L'avenir de l'État providence en Europe : l'Europe garantit-elle bien la sécurité de ses citoyens ?

parJosef MONTAG, professeur assistant à l’International School of Economics of Kazakh-British Technical University (Kazakhstan), Cercle de Belém
22 Décembre 2016
Actualité

Neuvième intervention du colloque "L'avenir de l'État providence en Europe". L'ensemble des interventions sera publié sur notre site, rubrique "Actualités". Ce colloque était organisé par le Cercle de Belém et l'institut Jean Lecanuet, le 2 décembre 2015, au palais du Luxembourg.

La conception classique de l'État veut que sa mission principale soit de protéger ses ressortissants contre des agresseurs extérieurs et de faire respecter l’État de droit. L’État providence représente une extension de cette définition minimale, mais se rattache bien à la sécurité au sens large. Il repose sur l’idée de la nécessité d’un mécanisme institutionnel pour assurer les individus contre les aléas de la vie, comme la maladie, le chômage ou la vieillesse. En effet, le jeu du marché ne fournit pas une sécurité suffisante et les dispositifs traditionnels de protection, comme la famille, la communauté locale ou l’Église, ne sont pas accessibles à tous. L’État providence repose également sur l’idée que prémunir les citoyens contre ces aléas réduit l’emprise que les populistes et les extrémistes seraient susceptibles d’acquérir auprès des moins favorisés, mettant ainsi en danger la démocratie et la liberté.

-=-=-

# Questions à traiter
(1) Mettez à jour le passage du texte sur l'État providence compris entre « Neuvième intervention du » et « palais du Luxembourg. » inclus, en remplaçant « colloque » par « séminaire ».
(2) Relevez tous les aléas de la vie cités dans le texte sur l'État providence.
Ce matériel est sans rapport avec le texte.

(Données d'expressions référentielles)
-=-=-

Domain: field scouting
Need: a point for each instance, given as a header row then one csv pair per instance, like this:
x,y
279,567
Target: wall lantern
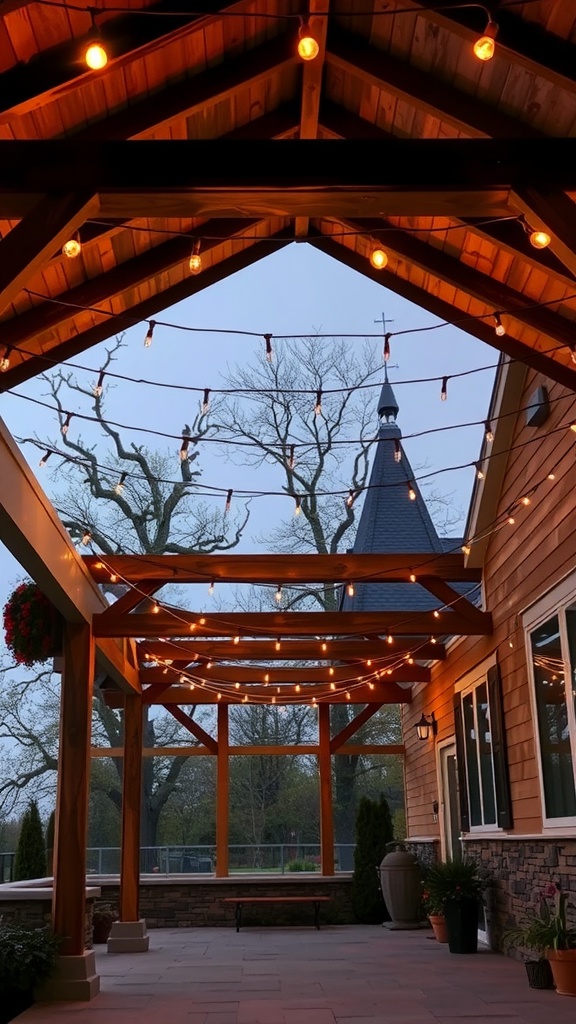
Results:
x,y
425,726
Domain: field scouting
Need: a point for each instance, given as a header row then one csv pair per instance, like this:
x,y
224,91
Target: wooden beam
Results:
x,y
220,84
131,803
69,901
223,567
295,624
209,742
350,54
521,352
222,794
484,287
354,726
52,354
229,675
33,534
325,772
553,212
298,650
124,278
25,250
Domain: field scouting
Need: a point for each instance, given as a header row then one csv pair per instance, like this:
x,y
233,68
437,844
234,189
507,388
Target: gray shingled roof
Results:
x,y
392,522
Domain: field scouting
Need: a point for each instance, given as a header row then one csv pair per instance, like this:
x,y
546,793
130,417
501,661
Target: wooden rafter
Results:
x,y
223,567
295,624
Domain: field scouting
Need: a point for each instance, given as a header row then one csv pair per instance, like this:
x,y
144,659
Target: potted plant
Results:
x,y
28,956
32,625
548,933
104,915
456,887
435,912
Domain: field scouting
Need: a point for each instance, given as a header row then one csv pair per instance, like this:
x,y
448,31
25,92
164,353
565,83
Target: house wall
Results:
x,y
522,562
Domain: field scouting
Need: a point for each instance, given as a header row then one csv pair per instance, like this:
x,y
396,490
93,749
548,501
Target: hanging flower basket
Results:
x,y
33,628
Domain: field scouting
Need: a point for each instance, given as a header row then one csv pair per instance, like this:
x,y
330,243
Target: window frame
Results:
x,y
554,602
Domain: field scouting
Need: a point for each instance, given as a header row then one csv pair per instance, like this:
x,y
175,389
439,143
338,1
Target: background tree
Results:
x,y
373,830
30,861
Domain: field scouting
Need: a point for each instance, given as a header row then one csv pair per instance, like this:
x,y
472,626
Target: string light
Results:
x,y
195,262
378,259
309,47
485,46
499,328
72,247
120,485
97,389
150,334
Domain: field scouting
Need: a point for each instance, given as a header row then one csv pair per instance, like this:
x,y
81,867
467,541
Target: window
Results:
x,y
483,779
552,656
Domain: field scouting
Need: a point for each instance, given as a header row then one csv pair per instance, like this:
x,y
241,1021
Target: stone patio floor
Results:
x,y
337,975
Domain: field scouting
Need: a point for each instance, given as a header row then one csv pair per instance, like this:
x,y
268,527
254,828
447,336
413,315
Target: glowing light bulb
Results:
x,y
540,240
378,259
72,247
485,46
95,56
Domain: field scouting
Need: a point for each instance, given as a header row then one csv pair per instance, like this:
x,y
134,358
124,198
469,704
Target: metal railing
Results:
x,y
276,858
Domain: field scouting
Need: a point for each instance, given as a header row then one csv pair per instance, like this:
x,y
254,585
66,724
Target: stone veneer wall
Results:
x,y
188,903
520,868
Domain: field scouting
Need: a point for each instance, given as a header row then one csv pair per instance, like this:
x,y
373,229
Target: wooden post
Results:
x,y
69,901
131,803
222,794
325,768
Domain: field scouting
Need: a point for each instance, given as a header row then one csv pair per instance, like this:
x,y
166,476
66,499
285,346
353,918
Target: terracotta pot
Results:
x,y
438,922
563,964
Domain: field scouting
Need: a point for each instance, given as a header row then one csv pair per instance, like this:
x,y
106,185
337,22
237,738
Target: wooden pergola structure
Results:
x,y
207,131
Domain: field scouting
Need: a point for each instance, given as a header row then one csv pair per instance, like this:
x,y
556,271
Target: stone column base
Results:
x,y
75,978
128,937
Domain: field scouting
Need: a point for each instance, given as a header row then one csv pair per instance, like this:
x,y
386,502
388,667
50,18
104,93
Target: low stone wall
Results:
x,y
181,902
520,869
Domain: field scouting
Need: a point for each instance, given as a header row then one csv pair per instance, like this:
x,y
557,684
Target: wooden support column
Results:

-=-=-

# Corrigés
(1)
Neuvième intervention du séminaire "L'avenir de l'État providence en Europe". L'ensemble des interventions sera publié sur notre site, rubrique "Actualités". Ce séminaire était organisé par le Cercle de Belém et l'institut Jean Lecanuet, le 2 décembre 2015, au palais du Luxembourg.

(2) La maladie, le chômage, la vieillesse.